**Задания**
**1)** Пожалуйста, переведите на английский язык первое предложение статьи о новом онлайн-курсе СПбГУ: «Санкт-Петербургский государственный университет с радостью сообщает о запуске нового онлайн-курса «Литературная сокровищница Ближнего Востока», который уже доступен для записи на Национальной платформе открытого образования, а скоро стартует и на Международной образовательной платформе Coursera!»
**2)** Процитируйте фрагмент статьи о новом онлайн-курсе, начиная со слов «Санкт-Петербургский государственный университет» и заканчивая словами «образовательной платформе Coursera!».

**Статья**

== == ==

Санкт-Петербургский государственный университет с радостью сообщает о запуске нового онлайн-курса «Литературная сокровищница Ближнего Востока», который уже доступен для записи на Национальной платформе открытого образования, а скоро стартует и на Международной образовательной платформе Coursera!

Автором курса выступила Аполлинария Сергеевна Аврутина — доктор филологических наук, тюрколог, востоковед, лингвист и переводчик множества книг таких крупнейших современных турецких писателей, как Орхан Памук, Назым Хикмет и многих других. Курс получился очень насыщенным, красочным и поистине уникальным: слушателям предстоит познакомиться с литературными памятниками Ближнего Востока с древних времен до наших дней, коснуться таких тем, как дешифровка и история письма, а также услышать образцы ближневосточных литературных произведений в исполнении автора.

Мы приглашаем всех желающих записаться на курс, а также предлагаем вашему вниманию интервью с автором, в котором Аполлинария Сергеевна поделилась не только подробностями о курсе и процессе его создания, но и своими мыслями об онлайн-образовании и задачах современных ученых, а также рассказала о том, как пришла к Востоку, почему необходимо изучать древние литературные памятники и чем хороша школьная программа Турции.

 

Расскажите о своем профессиональном пути: как случилось так, что вы заинтересовались Востоком и восточной литературой?

== == ==

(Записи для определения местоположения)

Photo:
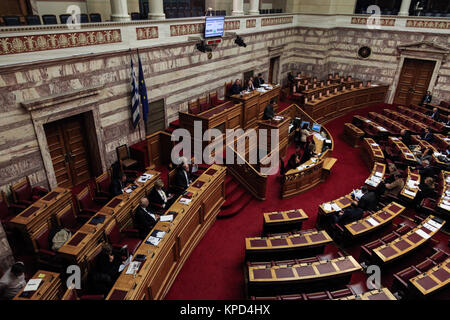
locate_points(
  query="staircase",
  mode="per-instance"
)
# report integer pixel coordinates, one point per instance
(236, 198)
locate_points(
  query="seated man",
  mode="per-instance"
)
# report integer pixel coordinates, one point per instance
(426, 98)
(118, 185)
(236, 88)
(268, 111)
(259, 80)
(368, 201)
(144, 219)
(159, 197)
(350, 214)
(12, 281)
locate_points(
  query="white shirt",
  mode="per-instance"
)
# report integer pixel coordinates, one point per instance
(10, 285)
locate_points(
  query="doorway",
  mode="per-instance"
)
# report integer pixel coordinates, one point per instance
(274, 70)
(414, 81)
(69, 150)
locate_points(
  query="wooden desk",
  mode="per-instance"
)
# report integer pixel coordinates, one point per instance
(444, 201)
(372, 152)
(382, 294)
(335, 105)
(282, 221)
(374, 221)
(50, 287)
(279, 247)
(41, 212)
(254, 103)
(262, 280)
(408, 242)
(352, 134)
(120, 209)
(434, 279)
(191, 222)
(377, 174)
(411, 187)
(403, 150)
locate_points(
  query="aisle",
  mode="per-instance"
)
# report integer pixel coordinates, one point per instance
(215, 269)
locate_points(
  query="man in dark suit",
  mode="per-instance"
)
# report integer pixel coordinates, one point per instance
(426, 98)
(435, 115)
(159, 197)
(349, 215)
(258, 81)
(144, 219)
(117, 185)
(236, 88)
(368, 201)
(427, 135)
(182, 178)
(268, 111)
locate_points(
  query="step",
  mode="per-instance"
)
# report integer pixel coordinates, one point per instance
(236, 208)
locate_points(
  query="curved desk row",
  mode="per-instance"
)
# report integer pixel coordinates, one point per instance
(342, 102)
(160, 264)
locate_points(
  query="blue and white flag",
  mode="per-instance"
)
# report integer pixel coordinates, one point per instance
(134, 98)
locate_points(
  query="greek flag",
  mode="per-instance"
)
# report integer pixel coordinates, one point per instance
(134, 98)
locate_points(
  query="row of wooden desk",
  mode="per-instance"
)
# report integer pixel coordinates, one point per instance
(342, 102)
(163, 262)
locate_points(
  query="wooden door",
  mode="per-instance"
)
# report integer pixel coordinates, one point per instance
(414, 81)
(66, 140)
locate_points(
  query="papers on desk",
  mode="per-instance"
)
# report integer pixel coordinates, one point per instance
(185, 200)
(168, 218)
(125, 263)
(423, 234)
(372, 221)
(145, 177)
(32, 285)
(133, 267)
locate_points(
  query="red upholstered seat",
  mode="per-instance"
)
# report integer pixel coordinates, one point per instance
(119, 239)
(24, 194)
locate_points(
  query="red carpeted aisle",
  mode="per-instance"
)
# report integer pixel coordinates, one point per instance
(215, 268)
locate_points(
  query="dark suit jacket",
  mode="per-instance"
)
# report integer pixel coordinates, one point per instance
(368, 201)
(116, 186)
(144, 222)
(268, 112)
(179, 179)
(235, 89)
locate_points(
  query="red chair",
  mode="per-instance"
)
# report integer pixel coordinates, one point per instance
(87, 204)
(24, 194)
(118, 239)
(214, 99)
(7, 210)
(67, 218)
(102, 184)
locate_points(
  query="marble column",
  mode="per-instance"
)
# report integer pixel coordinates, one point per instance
(238, 8)
(119, 10)
(254, 7)
(156, 10)
(404, 8)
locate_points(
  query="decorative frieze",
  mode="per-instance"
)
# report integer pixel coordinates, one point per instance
(429, 24)
(265, 22)
(250, 23)
(186, 29)
(146, 33)
(34, 43)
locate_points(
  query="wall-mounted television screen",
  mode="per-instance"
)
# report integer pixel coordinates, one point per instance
(214, 27)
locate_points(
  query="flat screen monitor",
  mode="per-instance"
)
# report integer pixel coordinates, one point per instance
(316, 127)
(303, 123)
(214, 27)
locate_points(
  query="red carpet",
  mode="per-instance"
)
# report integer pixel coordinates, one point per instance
(214, 271)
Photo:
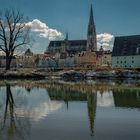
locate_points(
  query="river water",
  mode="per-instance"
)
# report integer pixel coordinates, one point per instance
(39, 110)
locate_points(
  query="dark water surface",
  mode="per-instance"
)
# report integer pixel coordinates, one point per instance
(32, 110)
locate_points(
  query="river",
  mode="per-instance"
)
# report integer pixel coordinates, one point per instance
(57, 110)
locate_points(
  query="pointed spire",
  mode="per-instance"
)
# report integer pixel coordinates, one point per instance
(67, 36)
(91, 34)
(91, 20)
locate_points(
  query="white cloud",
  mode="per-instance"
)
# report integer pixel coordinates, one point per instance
(106, 40)
(41, 34)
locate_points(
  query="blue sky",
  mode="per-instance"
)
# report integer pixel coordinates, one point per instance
(115, 17)
(118, 17)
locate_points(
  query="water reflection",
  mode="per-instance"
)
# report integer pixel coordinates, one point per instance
(22, 106)
(12, 127)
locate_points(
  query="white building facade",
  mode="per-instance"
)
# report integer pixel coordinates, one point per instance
(126, 52)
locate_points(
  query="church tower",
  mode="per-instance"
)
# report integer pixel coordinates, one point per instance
(91, 34)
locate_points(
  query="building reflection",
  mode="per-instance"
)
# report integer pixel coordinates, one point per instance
(12, 127)
(67, 94)
(91, 104)
(129, 98)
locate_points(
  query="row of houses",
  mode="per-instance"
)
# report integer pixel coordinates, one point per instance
(125, 54)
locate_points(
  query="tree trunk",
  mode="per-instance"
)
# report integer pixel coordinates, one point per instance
(8, 62)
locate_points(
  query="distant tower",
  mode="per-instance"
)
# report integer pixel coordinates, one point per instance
(64, 46)
(91, 34)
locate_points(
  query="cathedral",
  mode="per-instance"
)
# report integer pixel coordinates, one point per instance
(80, 53)
(76, 46)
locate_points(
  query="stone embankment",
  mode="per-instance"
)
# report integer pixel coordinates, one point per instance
(71, 75)
(21, 75)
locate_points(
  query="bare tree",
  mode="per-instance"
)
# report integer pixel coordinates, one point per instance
(13, 33)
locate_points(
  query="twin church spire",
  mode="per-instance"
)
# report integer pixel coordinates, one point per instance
(91, 34)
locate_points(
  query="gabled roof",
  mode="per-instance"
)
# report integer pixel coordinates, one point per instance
(70, 42)
(126, 46)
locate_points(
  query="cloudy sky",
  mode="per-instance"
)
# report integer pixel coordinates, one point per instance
(51, 19)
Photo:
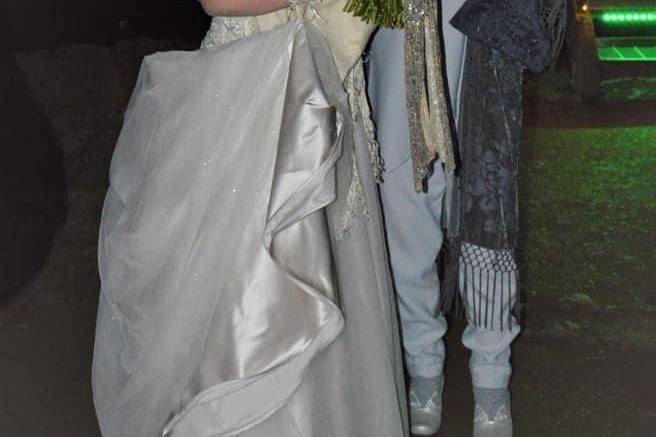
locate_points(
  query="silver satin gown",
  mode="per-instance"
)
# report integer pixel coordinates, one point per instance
(229, 304)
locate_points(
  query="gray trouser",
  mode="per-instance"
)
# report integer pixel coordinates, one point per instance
(414, 220)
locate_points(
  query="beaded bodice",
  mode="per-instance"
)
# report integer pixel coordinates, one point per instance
(226, 29)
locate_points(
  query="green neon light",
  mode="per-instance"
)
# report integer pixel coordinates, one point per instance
(627, 54)
(644, 17)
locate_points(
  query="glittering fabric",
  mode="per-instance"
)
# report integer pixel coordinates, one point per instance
(428, 116)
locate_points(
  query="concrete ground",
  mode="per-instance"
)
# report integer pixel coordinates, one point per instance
(584, 365)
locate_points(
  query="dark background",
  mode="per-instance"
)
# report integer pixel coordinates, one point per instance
(38, 24)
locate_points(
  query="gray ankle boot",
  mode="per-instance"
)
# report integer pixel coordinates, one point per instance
(425, 397)
(492, 416)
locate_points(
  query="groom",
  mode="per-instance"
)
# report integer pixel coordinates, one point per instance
(485, 254)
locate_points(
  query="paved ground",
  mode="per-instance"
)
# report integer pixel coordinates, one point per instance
(584, 365)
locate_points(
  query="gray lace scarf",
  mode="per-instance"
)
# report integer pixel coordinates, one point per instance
(505, 37)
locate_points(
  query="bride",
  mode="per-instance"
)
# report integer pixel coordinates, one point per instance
(245, 285)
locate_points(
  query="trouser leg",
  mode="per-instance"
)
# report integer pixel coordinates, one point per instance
(413, 220)
(491, 328)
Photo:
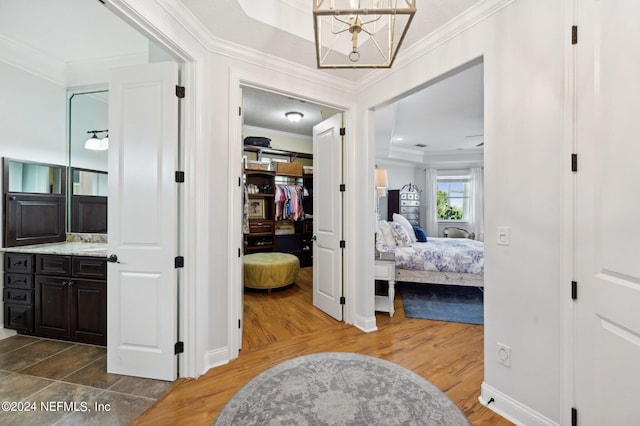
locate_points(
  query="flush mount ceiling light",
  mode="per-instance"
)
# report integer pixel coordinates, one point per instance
(360, 33)
(294, 116)
(95, 143)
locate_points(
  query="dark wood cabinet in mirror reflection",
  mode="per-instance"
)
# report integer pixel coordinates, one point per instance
(34, 202)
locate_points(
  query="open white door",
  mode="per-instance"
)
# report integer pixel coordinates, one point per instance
(327, 216)
(143, 153)
(607, 319)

== == ==

**Письменные ответы**
**1)** Saint Petersburg State University is pleased to announce the launch of a new online course, "The Literary Treasury of the Middle East," which is already open for enrollment on the National Open Education Platform and will soon start on the international educational platform Coursera!

**2)**
Санкт-Петербургский государственный университет с радостью сообщает о запуске нового онлайн-курса «Литературная сокровищница Ближнего Востока», который уже доступен для записи на Национальной платформе открытого образования, а скоро стартует и на Международной образовательной платформе Coursera!